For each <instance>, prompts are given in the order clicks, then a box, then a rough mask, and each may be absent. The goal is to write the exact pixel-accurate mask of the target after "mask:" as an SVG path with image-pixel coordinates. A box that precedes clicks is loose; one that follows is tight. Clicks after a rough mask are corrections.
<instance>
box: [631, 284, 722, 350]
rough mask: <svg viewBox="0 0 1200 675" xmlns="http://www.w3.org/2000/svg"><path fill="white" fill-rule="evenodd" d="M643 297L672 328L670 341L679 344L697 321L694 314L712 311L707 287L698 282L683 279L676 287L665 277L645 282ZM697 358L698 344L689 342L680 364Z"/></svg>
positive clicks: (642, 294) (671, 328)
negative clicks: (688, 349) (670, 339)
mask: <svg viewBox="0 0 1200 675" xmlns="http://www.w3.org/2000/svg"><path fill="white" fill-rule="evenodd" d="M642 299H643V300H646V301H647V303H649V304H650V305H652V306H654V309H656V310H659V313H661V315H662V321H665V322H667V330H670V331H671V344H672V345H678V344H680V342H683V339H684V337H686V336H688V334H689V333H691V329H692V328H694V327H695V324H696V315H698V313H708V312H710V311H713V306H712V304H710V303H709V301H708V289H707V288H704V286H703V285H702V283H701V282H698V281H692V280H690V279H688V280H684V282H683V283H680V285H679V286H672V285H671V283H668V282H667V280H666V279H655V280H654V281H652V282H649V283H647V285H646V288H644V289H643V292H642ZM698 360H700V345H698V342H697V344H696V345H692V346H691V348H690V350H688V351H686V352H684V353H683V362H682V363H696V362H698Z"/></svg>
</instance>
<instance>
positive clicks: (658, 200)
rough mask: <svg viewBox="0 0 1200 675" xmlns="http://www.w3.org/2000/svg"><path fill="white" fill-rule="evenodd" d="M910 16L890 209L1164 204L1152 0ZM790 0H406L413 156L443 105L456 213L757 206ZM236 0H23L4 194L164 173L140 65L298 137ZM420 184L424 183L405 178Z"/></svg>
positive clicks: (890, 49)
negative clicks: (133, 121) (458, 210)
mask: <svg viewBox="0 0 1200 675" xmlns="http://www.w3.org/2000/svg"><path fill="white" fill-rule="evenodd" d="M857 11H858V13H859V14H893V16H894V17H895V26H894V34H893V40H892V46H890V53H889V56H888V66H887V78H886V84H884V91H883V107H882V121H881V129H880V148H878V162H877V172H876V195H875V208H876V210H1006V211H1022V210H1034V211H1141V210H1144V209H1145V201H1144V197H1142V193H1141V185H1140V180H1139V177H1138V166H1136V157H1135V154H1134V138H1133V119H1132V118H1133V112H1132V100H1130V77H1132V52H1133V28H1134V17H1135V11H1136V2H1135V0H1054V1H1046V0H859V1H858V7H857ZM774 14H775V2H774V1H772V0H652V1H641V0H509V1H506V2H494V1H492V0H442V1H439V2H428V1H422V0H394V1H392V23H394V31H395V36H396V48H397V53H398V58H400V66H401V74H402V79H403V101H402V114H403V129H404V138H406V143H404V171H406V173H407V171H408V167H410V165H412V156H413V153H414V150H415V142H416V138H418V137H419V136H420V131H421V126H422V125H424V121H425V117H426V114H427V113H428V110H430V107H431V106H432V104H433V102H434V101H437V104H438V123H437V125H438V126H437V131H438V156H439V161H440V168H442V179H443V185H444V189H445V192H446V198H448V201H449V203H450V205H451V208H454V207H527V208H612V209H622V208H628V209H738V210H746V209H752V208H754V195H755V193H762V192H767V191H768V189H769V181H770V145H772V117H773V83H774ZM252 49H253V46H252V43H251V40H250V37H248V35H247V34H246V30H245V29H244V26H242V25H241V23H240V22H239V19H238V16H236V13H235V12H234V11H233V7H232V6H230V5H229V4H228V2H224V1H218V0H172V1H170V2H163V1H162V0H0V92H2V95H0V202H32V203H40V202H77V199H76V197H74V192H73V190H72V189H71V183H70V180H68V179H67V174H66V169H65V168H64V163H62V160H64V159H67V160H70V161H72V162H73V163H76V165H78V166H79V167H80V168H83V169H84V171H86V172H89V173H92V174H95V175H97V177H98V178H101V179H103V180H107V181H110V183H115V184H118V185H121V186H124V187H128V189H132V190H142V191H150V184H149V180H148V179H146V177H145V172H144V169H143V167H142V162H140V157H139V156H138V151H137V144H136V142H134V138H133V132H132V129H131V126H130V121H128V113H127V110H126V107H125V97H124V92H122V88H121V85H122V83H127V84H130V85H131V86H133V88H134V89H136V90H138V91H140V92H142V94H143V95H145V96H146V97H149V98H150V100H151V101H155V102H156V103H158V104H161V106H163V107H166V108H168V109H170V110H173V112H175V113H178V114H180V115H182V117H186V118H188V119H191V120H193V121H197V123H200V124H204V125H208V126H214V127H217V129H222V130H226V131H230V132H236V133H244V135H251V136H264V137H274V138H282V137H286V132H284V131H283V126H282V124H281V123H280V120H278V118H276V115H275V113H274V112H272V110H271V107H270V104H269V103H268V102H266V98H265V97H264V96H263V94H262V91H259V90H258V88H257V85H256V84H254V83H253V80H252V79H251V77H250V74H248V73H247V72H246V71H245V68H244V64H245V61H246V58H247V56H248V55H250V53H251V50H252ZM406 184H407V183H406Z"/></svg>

※ ※ ※

**About this task:** The required answer is each line of the data in which the word "instance" appears.

**Written solution:**
For each <instance>, prompts are given in the order clicks, then a box, then a rough mask, and each may be absent. The goal is to write the exact pixel-accurate mask of the target after "mask:" as an SVG path with image-pixel coordinates. A box that precedes clicks is loose; one that follows is tight. Clicks after a rough mask are corrections.
<instance>
</instance>
<instance>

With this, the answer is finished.